Exercise objective ->
Among the entries below, find the lines with the word "instance" and return them.
# # # # #
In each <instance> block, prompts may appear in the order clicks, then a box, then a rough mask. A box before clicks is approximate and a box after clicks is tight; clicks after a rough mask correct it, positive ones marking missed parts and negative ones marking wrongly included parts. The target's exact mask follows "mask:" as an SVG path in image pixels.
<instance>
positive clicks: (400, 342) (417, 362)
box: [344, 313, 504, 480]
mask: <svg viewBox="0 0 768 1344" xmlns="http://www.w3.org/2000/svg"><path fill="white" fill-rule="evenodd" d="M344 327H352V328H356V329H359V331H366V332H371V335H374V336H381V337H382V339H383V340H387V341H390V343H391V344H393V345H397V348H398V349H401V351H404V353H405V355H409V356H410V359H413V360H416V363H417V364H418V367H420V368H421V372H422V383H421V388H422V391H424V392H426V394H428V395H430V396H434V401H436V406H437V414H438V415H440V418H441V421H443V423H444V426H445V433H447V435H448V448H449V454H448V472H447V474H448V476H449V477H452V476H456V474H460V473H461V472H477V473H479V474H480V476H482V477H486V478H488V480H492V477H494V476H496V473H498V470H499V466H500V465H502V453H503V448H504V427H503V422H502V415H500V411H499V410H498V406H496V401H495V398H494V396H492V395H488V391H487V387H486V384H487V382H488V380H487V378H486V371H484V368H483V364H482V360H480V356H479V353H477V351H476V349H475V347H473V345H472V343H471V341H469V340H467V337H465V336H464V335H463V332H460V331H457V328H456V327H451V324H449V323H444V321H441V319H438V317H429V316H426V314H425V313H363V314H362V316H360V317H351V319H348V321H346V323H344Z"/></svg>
# # # # #
Reply ->
In each <instance> block, prompts may appear in the order clicks, then a box, then a rough mask. A box before clicks is approximate and a box after clicks is tight; clicks after a rough mask correct it, positive ones marking missed parts and negative ones marking wrongly included parts. The target's exact mask follows "mask:" as an SVG path in image pixels.
<instance>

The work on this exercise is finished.